Vorliegender Textauszug:
────

Trotz anderslautender Befunde der Obduktion, ließ Oberstaatsanwältin Dr. Ina Holznagel vor Dortmunder Presse verlauten, sie könne sich gut vorstellen Ousman Sey habe ,,Drogen oder Medikamente zu sich genommen.“ Ansonsten sei der Fall eine ,,ganz undurchsichtige Geschichte“. Die Presse nahm dies dankbar auf und ließ im Einklang mit der Pressemitteilung der Polizei weiter verlauten Ousman habe randaliert.
  • Wie kann es sein, dass Polizei und Presse, trotz der offensichtlich lebensbedrohlichen Umstände in denen sich Ousman befand, ihn als ,,Randalierer‘‘ pathologisiert?

────

Aufgaben:
1: Geben Sie aus dem Text über den Fall Ousman Sey den Abschnitt von "Trotz anderslautender Befunde" bis einschließlich "als ,,Randalierer‘‘ pathologisiert?" wortgetreu wieder.
2: Als was bezeichnete Oberstaatsanwältin Dr. Ina Holznagel den Fall laut dem Text über Ousman Sey?

────

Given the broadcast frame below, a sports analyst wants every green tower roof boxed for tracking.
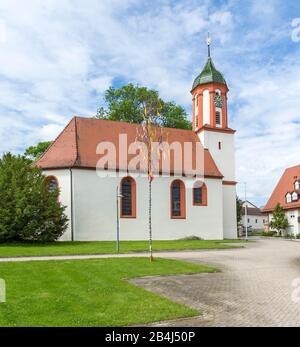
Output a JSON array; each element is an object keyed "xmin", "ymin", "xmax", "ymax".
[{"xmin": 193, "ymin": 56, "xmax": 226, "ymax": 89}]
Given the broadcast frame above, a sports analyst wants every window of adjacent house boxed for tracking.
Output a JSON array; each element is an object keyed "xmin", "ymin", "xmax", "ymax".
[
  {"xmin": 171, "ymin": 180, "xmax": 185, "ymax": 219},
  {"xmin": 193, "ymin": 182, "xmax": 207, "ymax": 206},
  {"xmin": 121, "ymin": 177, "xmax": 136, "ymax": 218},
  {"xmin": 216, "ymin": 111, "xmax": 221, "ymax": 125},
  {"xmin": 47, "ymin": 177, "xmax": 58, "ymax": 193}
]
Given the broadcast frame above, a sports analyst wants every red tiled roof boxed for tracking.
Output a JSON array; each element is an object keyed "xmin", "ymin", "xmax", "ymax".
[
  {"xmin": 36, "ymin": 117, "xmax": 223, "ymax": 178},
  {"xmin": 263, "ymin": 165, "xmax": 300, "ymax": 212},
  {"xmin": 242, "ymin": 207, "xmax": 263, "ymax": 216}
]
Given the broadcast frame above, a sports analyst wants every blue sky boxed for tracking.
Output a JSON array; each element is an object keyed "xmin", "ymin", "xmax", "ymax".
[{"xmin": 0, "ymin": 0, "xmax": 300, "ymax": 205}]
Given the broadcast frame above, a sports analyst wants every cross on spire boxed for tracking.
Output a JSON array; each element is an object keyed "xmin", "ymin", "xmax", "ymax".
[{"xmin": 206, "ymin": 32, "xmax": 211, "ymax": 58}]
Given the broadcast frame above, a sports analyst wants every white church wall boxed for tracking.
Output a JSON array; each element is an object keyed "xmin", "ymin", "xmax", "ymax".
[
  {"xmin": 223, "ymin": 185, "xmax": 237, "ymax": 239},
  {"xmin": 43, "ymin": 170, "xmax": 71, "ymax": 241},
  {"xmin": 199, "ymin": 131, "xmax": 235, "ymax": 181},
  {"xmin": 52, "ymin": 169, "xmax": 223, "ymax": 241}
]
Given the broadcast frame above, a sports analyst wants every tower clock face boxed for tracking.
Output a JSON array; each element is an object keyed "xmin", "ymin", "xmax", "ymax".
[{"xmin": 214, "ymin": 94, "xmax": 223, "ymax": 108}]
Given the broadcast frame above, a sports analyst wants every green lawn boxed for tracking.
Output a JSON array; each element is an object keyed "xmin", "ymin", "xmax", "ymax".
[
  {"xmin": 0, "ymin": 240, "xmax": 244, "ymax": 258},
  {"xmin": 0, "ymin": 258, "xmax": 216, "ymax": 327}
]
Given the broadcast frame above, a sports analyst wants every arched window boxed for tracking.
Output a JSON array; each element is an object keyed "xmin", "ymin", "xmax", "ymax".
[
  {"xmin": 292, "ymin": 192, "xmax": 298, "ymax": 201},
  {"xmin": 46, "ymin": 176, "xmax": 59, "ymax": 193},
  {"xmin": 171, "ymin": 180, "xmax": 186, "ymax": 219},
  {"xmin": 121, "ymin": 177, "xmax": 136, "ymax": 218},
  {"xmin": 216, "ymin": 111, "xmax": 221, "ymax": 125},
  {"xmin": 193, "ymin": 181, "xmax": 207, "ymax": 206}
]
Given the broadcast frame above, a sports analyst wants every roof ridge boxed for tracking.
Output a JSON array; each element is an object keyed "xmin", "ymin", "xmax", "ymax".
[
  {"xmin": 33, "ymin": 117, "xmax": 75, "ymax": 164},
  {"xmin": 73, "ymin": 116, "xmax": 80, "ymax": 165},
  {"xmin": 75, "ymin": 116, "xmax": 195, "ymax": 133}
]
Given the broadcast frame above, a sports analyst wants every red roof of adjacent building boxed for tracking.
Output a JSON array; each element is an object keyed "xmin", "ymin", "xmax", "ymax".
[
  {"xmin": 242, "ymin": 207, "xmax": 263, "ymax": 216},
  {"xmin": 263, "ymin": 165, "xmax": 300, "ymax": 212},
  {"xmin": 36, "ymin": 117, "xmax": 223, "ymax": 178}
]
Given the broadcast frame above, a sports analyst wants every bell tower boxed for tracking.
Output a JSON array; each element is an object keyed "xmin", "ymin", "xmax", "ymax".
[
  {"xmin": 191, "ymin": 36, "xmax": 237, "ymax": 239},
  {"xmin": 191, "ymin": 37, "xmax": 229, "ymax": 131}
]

────

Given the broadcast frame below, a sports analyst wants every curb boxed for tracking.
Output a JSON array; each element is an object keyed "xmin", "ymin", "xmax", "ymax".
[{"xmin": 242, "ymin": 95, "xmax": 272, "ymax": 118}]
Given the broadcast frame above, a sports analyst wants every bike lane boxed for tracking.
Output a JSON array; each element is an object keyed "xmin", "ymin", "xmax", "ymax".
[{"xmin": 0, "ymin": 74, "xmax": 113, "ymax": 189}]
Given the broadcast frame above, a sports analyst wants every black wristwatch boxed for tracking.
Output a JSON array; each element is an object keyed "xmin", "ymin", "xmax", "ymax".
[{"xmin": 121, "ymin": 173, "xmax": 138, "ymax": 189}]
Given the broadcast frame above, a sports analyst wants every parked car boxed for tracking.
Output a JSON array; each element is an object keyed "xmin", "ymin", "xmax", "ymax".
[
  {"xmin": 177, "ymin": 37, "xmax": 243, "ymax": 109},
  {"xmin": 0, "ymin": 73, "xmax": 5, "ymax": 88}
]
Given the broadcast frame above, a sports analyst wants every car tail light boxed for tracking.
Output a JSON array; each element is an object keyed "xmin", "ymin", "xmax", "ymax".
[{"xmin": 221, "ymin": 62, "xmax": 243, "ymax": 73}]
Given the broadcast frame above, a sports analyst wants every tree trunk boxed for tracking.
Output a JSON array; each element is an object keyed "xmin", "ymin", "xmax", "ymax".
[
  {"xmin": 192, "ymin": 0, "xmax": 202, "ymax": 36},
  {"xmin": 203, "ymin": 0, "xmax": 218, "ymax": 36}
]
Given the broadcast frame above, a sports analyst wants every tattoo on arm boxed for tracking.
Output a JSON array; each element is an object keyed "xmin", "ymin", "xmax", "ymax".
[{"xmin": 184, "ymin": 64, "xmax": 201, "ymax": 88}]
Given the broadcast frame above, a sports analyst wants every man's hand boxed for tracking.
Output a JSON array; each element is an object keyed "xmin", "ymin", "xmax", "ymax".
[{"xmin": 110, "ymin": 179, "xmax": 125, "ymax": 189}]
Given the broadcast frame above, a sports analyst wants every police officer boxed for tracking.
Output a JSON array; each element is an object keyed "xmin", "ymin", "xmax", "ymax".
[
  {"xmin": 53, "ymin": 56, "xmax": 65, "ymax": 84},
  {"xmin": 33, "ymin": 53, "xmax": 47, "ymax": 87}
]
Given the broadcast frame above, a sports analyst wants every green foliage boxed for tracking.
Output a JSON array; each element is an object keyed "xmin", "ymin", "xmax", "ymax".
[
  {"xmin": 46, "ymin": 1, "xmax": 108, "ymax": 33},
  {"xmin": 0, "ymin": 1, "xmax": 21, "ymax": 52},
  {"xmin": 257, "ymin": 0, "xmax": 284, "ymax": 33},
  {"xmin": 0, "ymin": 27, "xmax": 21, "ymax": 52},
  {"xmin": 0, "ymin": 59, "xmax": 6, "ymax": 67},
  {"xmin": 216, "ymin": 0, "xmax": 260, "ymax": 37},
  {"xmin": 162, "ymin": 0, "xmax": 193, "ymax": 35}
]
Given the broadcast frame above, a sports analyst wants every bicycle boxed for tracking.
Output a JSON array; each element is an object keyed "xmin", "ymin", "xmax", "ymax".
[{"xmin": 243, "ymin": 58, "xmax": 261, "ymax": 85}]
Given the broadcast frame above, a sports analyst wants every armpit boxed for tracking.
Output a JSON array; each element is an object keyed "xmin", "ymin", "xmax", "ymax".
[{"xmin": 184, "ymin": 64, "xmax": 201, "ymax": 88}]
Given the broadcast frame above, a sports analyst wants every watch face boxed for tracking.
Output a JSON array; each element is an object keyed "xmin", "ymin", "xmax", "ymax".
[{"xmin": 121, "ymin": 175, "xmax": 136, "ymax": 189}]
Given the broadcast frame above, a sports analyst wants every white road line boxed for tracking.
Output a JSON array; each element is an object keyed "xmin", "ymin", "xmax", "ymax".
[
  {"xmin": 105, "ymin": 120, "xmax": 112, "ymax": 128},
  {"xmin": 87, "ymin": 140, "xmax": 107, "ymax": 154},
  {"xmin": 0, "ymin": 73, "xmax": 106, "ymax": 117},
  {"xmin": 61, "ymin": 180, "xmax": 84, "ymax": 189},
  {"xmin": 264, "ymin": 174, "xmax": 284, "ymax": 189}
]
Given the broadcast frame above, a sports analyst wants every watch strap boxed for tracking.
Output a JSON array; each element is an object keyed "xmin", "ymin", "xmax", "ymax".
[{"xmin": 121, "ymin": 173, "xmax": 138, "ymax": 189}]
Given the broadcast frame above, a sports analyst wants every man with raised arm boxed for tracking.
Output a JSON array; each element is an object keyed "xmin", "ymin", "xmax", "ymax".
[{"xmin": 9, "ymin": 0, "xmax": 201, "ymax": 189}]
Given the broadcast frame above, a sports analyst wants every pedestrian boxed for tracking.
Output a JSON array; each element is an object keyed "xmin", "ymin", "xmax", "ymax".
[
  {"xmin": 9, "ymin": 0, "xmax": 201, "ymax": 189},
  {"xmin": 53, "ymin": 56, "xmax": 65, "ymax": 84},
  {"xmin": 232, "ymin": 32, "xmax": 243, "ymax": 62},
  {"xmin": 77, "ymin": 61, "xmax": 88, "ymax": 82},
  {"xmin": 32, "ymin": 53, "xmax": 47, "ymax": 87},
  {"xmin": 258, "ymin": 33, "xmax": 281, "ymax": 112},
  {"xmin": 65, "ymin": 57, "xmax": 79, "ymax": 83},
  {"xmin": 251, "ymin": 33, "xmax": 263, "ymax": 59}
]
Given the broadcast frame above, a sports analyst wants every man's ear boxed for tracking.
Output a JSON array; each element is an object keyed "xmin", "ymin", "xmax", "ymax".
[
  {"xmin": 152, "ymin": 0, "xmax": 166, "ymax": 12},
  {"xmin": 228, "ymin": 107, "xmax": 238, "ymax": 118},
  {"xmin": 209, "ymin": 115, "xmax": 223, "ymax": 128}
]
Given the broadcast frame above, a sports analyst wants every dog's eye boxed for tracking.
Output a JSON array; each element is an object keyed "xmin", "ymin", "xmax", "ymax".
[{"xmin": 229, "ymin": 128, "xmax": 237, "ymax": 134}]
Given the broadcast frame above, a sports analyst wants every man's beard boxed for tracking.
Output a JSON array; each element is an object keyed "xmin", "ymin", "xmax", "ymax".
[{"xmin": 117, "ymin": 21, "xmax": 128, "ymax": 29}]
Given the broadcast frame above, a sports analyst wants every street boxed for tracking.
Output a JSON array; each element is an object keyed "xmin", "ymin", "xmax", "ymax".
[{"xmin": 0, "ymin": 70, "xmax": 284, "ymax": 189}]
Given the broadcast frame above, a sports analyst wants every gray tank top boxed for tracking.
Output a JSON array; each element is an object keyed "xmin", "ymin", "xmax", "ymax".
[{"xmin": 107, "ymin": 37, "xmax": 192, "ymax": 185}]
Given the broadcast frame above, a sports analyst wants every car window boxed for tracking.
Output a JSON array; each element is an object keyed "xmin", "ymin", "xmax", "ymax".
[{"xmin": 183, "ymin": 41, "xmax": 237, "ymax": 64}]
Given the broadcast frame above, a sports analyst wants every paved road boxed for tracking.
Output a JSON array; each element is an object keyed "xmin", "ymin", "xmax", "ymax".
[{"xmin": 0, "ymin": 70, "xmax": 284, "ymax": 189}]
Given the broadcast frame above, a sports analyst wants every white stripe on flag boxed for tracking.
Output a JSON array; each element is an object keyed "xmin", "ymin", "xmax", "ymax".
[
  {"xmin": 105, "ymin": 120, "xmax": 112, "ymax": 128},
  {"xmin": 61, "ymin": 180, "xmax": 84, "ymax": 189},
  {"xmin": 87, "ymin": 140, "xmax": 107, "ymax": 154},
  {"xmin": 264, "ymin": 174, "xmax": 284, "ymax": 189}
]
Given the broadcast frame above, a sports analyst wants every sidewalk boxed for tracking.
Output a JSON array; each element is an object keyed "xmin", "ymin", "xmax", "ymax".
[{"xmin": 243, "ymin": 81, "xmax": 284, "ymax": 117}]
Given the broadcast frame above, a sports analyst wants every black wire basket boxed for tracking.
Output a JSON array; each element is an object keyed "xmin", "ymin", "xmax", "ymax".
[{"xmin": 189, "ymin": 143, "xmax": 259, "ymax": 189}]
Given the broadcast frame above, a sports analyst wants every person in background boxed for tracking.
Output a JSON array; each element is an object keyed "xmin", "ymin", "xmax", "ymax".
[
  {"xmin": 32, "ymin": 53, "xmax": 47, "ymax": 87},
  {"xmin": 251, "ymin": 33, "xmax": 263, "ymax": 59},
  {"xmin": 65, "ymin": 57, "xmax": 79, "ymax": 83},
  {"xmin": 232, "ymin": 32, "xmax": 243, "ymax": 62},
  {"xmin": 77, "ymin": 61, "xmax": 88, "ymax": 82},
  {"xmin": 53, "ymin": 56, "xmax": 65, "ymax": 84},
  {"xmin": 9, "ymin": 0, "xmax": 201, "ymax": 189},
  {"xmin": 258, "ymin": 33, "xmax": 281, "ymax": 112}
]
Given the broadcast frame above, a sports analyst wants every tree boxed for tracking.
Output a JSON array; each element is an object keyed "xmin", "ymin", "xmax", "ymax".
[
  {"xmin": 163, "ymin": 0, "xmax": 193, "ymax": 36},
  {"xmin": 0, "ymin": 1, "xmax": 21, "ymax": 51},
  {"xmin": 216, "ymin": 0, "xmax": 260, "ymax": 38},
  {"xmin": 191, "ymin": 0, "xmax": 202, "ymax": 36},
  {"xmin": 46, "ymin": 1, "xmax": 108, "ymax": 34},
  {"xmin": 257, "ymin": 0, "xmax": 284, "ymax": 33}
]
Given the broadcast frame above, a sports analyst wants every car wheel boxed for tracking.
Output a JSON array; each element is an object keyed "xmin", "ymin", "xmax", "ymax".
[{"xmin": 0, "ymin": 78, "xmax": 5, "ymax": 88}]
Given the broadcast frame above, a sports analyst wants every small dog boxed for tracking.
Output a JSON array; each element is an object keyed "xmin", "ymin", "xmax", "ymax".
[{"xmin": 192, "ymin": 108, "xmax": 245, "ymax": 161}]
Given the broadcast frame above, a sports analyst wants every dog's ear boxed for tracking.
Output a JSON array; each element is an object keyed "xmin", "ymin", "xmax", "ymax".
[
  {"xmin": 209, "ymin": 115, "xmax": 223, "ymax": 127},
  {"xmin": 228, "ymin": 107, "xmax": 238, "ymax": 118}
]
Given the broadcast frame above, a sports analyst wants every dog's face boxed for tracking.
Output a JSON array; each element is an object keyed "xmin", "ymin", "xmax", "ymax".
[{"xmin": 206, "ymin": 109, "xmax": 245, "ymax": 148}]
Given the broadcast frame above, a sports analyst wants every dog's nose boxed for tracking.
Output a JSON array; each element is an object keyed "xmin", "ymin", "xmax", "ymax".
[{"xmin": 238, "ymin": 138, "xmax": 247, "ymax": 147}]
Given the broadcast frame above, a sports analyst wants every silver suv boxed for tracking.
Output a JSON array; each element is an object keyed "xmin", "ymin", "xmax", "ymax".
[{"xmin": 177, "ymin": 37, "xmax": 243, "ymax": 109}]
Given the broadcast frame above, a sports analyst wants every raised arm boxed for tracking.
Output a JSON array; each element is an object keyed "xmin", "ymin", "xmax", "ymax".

────

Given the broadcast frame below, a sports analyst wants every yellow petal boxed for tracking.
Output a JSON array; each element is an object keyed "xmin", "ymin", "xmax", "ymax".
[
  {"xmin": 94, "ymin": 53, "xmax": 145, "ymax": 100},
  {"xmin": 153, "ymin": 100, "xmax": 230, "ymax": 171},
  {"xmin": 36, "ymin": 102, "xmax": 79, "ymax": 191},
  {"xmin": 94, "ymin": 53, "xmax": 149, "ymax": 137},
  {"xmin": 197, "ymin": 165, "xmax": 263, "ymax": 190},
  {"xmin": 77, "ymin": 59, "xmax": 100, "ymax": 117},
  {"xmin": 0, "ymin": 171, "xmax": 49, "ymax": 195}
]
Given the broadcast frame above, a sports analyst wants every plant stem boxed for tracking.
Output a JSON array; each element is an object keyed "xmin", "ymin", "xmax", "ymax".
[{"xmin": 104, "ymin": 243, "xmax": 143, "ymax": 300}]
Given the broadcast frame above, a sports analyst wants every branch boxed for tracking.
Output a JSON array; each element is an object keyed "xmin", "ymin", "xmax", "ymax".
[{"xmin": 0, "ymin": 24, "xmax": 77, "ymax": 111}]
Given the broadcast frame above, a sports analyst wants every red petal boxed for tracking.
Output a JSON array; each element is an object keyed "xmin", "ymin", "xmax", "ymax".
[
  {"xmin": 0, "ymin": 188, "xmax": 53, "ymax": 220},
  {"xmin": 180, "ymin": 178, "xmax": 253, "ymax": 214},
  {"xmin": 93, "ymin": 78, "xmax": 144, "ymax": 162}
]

────

Lösungen:
1:
Trotz anderslautender Befunde der Obduktion, ließ Oberstaatsanwältin Dr. Ina Holznagel vor Dortmunder Presse verlauten, sie könne sich gut vorstellen Ousman Sey habe ,,Drogen oder Medikamente zu sich genommen.“ Ansonsten sei der Fall eine ,,ganz undurchsichtige Geschichte“. Die Presse nahm dies dankbar auf und ließ im Einklang mit der Pressemitteilung der Polizei weiter verlauten Ousman habe randaliert.
  • Wie kann es sein, dass Polizei und Presse, trotz der offensichtlich lebensbedrohlichen Umstände in denen sich Ousman befand, ihn als ,,Randalierer‘‘ pathologisiert?

2: Sie bezeichnete ihn als eine „ganz undurchsichtige Geschichte“.